** INPUT MATERIAL follows **
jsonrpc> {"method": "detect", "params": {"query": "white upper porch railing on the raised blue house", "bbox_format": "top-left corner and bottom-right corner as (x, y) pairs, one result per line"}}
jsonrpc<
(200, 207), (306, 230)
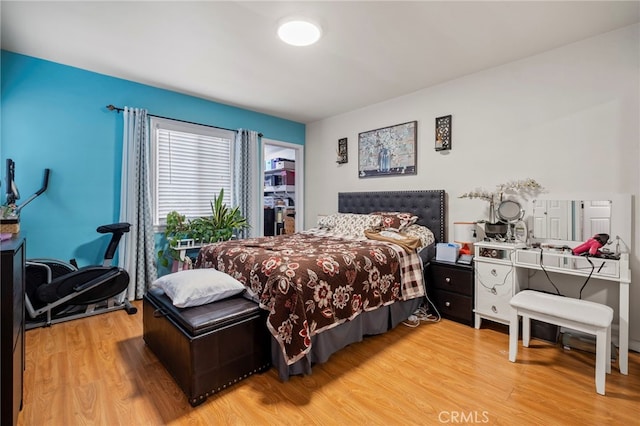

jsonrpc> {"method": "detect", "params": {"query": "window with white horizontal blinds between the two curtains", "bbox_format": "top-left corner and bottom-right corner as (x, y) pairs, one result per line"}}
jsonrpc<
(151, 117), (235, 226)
** End of INPUT MATERIAL **
** INPUT MATERIAL follows **
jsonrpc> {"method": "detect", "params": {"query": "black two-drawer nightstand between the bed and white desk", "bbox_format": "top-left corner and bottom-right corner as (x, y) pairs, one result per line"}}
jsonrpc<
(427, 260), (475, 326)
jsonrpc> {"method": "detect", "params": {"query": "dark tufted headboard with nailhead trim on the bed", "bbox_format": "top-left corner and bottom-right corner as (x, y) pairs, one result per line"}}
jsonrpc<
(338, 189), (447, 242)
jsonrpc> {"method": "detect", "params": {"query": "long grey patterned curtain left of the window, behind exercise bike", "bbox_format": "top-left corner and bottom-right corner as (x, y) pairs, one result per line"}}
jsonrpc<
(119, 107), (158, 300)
** End of INPUT MATERIAL **
** INPUT MATERIAL follows **
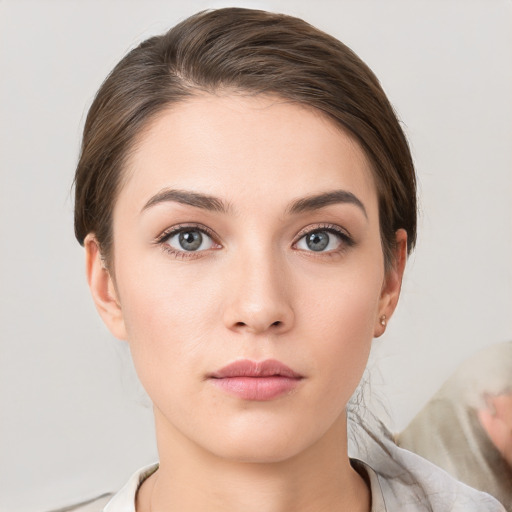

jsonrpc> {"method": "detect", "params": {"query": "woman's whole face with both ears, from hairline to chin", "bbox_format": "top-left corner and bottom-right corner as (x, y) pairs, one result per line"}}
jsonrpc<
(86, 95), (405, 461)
** End of INPUT MATERIAL **
In the entries above, find every line holding the word "white" and copy it out.

# ANSWER FOR THE TASK
jsonrpc> {"method": "detect", "params": {"query": "white upper porch railing on the raised blue house", "bbox_format": "top-left corner and bottom-right corner as (x, y) pairs, one result per line"}}
jsonrpc> {"method": "detect", "params": {"query": "window with white horizontal blinds between the two curtains", "bbox_format": "top-left corner and bottom-right corner as (x, y) pairs, one result per line"}}
jsonrpc> {"method": "detect", "params": {"query": "black two-drawer nightstand between the bed and white desk", "bbox_format": "top-left corner and bottom-right corner as (x, y) pairs, one result per line"}}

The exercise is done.